- The task: Duplicate the data below word for word, covering only the stretch from the line that contains "the white tablecloth" through the line that contains "<point>533,264</point>", with both of those lines included.
§ §
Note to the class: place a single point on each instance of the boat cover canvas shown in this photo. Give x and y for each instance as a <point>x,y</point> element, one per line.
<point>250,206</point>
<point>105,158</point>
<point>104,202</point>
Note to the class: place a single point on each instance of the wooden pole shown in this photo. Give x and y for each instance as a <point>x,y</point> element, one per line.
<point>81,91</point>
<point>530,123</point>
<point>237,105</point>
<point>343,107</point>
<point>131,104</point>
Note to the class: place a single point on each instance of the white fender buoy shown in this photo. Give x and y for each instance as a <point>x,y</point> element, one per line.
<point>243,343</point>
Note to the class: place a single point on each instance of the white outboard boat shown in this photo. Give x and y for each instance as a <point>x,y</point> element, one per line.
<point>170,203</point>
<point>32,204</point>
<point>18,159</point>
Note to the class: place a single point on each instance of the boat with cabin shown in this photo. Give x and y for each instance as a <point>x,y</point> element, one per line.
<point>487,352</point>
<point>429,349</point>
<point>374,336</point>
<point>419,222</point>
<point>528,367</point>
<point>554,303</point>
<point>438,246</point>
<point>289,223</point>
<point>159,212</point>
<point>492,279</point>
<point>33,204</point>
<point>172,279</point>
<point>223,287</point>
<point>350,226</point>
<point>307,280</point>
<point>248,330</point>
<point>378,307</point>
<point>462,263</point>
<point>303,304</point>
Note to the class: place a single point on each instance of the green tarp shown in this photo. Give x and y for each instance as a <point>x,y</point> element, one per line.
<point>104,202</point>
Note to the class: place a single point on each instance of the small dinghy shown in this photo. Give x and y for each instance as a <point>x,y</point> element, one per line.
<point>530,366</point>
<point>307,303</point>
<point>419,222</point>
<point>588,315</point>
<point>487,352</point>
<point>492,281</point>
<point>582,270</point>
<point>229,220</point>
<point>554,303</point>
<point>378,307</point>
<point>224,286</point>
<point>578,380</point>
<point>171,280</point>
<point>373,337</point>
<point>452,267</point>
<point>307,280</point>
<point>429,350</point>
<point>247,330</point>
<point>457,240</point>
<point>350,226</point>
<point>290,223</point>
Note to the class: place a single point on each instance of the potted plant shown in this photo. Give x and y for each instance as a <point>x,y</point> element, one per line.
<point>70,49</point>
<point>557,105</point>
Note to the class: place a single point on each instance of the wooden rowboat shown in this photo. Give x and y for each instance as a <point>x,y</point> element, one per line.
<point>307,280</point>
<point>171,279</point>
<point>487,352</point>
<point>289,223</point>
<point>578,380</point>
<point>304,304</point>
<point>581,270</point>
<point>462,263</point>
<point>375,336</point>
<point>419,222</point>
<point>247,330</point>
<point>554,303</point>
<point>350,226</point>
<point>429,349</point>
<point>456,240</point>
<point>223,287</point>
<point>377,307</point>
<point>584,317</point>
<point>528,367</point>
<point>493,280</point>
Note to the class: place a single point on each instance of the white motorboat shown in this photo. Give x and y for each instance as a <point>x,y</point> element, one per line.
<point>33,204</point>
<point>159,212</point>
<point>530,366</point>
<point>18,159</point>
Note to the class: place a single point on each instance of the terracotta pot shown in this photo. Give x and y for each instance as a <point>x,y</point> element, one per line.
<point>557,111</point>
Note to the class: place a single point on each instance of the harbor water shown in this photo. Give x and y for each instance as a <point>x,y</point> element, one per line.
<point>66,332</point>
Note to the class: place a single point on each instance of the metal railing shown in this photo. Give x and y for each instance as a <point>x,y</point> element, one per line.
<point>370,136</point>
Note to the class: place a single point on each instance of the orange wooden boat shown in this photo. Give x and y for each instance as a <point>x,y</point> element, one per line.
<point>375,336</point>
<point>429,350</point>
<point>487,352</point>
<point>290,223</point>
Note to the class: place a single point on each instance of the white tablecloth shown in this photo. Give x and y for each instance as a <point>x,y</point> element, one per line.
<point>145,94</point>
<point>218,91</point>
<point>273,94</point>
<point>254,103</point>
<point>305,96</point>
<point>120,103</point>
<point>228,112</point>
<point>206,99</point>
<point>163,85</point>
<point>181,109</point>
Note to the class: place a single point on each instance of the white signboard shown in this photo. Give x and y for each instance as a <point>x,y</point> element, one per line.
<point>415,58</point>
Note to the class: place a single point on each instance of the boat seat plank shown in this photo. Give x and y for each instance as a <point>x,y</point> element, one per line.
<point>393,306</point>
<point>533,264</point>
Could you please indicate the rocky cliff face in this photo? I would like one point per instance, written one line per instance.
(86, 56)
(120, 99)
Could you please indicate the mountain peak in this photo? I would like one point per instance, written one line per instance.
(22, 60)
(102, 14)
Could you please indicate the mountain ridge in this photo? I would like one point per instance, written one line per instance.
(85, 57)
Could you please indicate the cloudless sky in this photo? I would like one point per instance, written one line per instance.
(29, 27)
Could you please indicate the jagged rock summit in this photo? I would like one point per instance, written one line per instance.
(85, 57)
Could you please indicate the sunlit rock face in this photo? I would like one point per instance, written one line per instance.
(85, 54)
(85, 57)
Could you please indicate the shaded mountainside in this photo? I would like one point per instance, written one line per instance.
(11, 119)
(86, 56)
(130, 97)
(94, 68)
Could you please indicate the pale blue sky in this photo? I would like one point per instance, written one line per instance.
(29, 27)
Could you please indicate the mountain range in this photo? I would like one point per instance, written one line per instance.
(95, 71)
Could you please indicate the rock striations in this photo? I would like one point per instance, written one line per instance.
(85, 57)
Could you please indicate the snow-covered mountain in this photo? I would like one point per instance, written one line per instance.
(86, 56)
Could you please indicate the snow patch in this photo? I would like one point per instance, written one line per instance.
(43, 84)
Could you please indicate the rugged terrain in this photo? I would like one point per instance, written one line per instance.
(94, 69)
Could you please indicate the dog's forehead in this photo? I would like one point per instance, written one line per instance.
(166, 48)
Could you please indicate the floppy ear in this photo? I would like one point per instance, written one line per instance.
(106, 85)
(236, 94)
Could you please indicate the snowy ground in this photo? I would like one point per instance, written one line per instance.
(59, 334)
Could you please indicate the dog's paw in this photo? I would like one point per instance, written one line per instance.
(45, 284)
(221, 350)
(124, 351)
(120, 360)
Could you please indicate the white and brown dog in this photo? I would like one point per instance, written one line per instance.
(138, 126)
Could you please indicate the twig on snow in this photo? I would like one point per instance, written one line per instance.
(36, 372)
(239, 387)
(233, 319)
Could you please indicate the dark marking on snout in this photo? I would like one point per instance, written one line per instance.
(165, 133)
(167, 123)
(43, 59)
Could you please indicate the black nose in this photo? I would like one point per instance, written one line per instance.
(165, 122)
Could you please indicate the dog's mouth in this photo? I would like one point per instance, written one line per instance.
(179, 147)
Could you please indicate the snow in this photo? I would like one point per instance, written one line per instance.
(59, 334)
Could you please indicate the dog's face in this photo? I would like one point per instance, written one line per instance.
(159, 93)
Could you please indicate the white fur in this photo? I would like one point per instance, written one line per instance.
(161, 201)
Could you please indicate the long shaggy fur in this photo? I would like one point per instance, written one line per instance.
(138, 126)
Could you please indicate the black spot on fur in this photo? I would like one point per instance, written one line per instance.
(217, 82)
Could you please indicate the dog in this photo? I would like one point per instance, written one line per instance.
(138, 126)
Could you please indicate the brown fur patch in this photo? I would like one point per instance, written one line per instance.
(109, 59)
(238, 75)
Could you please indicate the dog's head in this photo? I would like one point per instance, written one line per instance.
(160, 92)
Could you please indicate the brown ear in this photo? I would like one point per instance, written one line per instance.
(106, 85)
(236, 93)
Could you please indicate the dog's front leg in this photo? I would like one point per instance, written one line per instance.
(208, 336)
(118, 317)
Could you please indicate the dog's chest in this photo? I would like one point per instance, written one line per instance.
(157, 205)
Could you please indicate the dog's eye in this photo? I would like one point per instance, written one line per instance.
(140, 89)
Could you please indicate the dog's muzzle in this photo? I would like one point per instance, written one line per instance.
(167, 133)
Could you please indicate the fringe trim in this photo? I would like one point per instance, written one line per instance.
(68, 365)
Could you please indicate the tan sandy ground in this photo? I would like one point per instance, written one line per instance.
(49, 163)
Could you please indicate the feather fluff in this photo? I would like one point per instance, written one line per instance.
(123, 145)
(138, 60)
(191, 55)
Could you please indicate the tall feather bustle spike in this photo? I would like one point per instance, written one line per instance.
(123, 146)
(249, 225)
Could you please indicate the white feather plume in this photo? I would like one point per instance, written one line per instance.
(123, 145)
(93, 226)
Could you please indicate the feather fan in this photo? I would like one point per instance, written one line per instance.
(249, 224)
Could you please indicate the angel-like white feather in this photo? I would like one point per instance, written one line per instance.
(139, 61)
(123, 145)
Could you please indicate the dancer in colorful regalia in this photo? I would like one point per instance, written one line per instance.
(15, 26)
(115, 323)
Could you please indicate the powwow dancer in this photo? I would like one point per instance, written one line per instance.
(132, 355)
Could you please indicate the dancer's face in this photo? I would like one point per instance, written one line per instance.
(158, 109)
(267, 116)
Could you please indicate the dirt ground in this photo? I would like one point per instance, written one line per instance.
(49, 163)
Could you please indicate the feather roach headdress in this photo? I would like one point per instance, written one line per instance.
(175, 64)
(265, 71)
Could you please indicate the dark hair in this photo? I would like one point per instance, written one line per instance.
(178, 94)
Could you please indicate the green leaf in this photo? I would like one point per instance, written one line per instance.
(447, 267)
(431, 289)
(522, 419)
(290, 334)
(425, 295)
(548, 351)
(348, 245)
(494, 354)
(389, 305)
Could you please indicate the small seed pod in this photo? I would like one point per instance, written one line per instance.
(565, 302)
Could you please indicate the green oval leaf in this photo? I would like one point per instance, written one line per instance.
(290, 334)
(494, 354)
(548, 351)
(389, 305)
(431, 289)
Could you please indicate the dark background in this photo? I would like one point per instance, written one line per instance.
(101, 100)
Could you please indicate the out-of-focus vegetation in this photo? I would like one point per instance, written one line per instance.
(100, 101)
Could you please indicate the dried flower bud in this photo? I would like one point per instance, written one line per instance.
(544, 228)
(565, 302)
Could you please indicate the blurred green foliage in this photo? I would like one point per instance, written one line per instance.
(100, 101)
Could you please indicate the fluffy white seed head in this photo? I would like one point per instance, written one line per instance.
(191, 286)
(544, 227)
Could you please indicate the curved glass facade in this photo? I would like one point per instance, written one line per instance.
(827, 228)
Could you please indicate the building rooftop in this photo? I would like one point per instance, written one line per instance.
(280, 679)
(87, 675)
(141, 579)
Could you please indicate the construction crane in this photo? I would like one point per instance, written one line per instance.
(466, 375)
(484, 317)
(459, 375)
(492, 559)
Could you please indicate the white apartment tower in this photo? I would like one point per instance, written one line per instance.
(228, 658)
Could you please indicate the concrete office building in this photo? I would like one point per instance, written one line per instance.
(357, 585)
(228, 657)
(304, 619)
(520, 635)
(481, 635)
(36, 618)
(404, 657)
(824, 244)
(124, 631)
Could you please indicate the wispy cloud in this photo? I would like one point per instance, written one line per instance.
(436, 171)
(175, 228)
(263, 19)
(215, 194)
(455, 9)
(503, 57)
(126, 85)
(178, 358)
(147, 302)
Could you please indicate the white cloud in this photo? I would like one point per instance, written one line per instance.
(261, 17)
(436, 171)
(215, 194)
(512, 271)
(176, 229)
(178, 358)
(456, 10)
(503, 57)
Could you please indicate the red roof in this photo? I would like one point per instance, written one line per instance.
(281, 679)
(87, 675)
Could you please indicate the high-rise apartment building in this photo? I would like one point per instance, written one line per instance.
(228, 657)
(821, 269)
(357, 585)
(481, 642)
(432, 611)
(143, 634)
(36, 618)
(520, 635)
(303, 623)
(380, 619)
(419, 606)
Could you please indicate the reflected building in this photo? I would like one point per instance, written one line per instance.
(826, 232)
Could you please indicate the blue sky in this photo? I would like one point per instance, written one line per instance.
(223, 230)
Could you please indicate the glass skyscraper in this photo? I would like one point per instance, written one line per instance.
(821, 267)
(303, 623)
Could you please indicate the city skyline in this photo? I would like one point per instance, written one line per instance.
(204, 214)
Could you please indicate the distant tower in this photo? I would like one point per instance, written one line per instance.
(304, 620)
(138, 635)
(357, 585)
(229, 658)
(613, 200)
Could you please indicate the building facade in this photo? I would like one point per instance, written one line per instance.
§ §
- Exercise result:
Note to the class: place a single point on each instance of the white tablecloth shown in this photo. Give x and y for each instance as a <point>x,y</point> element, one per line.
<point>145,94</point>
<point>218,91</point>
<point>273,94</point>
<point>254,103</point>
<point>305,96</point>
<point>120,103</point>
<point>228,112</point>
<point>206,99</point>
<point>163,85</point>
<point>181,109</point>
Note to the class: place a single point on each instance of the white signboard shown in this photo. Give x and y for each instance as a <point>x,y</point> element, one per line.
<point>415,58</point>
Note to the class: place a single point on each instance of the boat seat plank shown in this photo. Give x and y for each instance as a <point>x,y</point> element, one per line.
<point>393,306</point>
<point>533,264</point>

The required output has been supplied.